Problem to solve
Count the lines in the records below that contain the string "distant", treating uppercase and lowercase as different. Reply with the number only.
____ Data to process
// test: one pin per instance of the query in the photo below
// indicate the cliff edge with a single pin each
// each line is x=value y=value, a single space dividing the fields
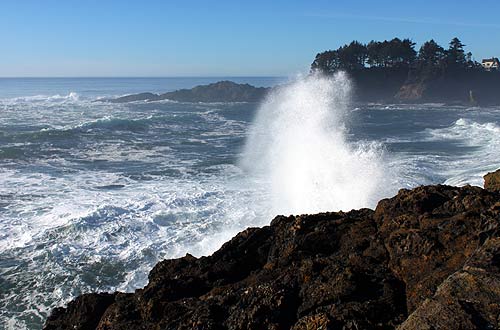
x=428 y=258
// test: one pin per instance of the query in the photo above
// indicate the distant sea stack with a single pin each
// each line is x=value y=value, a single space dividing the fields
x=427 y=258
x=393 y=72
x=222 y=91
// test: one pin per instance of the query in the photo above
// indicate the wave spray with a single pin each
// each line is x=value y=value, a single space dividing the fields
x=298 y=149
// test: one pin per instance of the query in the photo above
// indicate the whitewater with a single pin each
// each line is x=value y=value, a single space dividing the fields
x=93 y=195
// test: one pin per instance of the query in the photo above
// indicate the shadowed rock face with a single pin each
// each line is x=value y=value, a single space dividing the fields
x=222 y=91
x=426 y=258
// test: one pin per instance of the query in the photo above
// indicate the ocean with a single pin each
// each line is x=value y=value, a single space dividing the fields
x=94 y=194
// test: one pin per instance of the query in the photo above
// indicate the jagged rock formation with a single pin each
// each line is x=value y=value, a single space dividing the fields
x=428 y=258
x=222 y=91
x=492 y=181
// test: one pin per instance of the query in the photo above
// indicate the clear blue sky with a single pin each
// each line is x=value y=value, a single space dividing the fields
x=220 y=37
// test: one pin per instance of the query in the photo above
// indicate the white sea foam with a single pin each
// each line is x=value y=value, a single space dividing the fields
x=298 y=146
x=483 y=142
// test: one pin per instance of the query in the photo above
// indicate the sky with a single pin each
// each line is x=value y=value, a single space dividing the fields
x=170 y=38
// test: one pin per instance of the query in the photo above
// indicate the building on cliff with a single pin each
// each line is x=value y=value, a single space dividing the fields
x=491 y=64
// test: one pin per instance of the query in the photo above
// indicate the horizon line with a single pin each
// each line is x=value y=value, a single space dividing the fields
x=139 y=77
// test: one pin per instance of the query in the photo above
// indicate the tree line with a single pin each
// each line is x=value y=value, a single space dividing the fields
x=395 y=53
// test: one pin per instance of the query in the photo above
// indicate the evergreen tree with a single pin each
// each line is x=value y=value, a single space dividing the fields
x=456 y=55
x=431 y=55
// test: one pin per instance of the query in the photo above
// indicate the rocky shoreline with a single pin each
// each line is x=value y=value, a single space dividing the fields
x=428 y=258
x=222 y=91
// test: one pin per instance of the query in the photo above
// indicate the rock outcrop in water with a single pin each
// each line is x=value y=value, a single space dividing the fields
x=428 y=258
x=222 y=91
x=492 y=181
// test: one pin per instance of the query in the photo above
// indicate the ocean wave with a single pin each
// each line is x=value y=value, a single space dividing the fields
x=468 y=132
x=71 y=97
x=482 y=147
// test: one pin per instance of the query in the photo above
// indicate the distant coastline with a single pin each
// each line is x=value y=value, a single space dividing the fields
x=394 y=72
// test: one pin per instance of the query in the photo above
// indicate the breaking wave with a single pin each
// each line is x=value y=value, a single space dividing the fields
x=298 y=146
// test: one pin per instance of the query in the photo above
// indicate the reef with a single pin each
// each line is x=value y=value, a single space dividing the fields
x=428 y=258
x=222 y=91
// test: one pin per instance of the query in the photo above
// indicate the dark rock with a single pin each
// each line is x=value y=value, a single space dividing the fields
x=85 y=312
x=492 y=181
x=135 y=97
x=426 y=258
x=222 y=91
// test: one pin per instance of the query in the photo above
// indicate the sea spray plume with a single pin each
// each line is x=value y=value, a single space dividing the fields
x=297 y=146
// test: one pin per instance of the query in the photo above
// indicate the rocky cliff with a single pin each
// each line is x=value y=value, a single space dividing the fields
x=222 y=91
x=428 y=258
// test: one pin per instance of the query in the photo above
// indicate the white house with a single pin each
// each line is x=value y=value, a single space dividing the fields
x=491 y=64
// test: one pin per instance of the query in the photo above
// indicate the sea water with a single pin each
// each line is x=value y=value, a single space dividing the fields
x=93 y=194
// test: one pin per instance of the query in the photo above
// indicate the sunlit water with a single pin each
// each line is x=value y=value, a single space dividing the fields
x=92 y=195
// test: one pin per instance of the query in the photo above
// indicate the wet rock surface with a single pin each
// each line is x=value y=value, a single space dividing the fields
________
Completed task
2